===== Testo della pagina =====
La ministra dell’Interno del Regno Unito, Priti Patel, due giorni fa, ha autorizzato l’estradizione di Julian Assange negli Usa. Con questa decisione si colpisce l’intera informazione. Le organizzazioni internazionali dei giornalisti e quelle che difendono i diritti umani dicono il loro no a questa decisione.

Negli Usa il giornalista dovrà affrontare le accuse rivoltegli, relative alla Legge sullo spionaggio.

«Questa decisione pone Assange in grande pericolo e invia un messaggio agghiacciante ai giornalisti in ogni parte del mondo», dichiara Agnés Callamard, segretaria generale di Amnesty International

«Se l’estradizione andrà avanti, Assange correrà il grande rischio di essere posto in isolamento prolungato, in violazione del divieto di maltrattamenti e torture. Le assicurazioni diplomatiche fornite dagli Usa, secondo le quali Assange non sarà tenuto in isolamento, non possono essere prese sul serio, dati i precedenti-  ha aggiunto Callamard -. Chiediamo al Regno Unito di non estradare Assange e agli Usa di annullare le accuse affinché Assange sia liberato», ha concluso Callamard. È probabile che ora saranno messi in essere ulteriori appelli contro l’estradizione, basati sulla violazione del diritto alla libertà d’espressione. 

Un giorno buio per la libertà di stampa, ha scritto il sito Wikileaks, commentando la decisione finale della Gran Bretagna. 

«Oggi non è la fine della lotta. È l’inizio di una nuova battaglia legale», ha dichiarato la moglie di Julian Assange, Stella Assange.

Sull’estradizione di Julian Assange dura è stata – oltre a quella espressa dalla Federazione nazionale della stampa italiana (Fnsi) – la reazione della Federazione europea dei giornalisti (Efj) e della Federazione internazionale dei giornalisti (Ifj). 

«Le assemblee generali delle due Federazioni – scrive Anna Del Freo della Efj su Articolo 21.org -, durante i recenti meeting triennali in Turchia e Oman, si erano espresse per il rilascio del giornalista e avevano lanciato un appello in questo senso. Il 22 aprile scorso, inoltre, la Ifj, insieme ad altre 18 organizzazioni che difendono la libertà di stampa, aveva inviato a Patel una richiesta urgente affinché rifiutasse la richiesta di estradizione da parte degli Usa. Efj e Ifj – scriveva il giorno della decisione dell’estradizione Del Freo – condannano oggi in modo fermo la decisione della ministra e la bollano come “vergognosa” e come un “terribile precedente per tutti coloro che ogni giorno si battono per dire la verità”». Negli Usa, Assange dovrà affrontare 17 accuse tra Frodi informatiche e abusi, che potrebbero costargli 175 anni complessivi di carcere. 

Ifj ed Efj sono convinte che questo precedente «possa venir applicato a tutti i media che pubblicano storie basate su informazioni trapelate non ufficialmente e a qualsiasi giornalista , editore o font, in qualunque parte del mondo», scrive ancora la Federazione europea.
===== Dati grezzi =====
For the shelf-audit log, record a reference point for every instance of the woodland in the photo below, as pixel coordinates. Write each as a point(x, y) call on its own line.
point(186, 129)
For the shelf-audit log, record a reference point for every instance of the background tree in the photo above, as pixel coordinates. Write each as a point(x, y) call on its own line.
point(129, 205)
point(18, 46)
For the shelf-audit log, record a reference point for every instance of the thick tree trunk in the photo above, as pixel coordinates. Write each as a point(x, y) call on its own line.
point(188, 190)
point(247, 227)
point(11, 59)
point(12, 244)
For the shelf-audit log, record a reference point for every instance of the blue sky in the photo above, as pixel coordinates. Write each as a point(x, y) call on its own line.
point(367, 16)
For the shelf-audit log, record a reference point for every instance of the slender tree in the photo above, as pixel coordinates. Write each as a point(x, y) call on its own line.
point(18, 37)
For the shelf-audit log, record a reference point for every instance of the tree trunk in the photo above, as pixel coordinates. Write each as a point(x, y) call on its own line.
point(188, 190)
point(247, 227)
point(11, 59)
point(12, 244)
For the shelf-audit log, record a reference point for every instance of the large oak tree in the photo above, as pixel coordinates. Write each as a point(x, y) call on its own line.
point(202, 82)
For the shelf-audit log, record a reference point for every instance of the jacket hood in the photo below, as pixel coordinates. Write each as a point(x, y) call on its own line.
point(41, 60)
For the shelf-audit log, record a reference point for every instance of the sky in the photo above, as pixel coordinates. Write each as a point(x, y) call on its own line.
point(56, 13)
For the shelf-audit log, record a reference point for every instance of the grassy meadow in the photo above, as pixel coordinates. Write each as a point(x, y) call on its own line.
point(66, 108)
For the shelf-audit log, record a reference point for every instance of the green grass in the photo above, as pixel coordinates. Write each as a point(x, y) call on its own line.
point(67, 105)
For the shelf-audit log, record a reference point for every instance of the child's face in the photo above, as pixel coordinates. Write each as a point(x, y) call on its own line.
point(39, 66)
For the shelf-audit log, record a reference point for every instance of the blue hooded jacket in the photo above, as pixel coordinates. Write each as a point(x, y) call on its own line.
=====
[Esercizi]:
A: Rispondi alle seguenti domande in base al testo della pagina.
(i) Chi ha autorizzato l'estradizione di Julian Assange negli Usa?
(ii) Quante accuse dovrà affrontare Assange negli Usa e quanti anni complessivi di carcere potrebbero costargli?
(iii) Con quante altre organizzazioni la Ifj ha inviato a Patel la richiesta urgente del 22 aprile?
B: Riporta dal testo della pagina il tratto che va da "Un giorno buio" fino a "Julian Assange, Stella Assange.".

[Soluzioni]:
A:
(i) La ministra dell'Interno del Regno Unito, Priti Patel.
(ii) 17 accuse, che potrebbero costargli 175 anni complessivi di carcere.
(iii) Con altre 18 organizzazioni.

B:
Un giorno buio per la libertà di stampa, ha scritto il sito Wikileaks, commentando la decisione finale della Gran Bretagna. 

«Oggi non è la fine della lotta. È l’inizio di una nuova battaglia legale», ha dichiarato la moglie di Julian Assange, Stella Assange.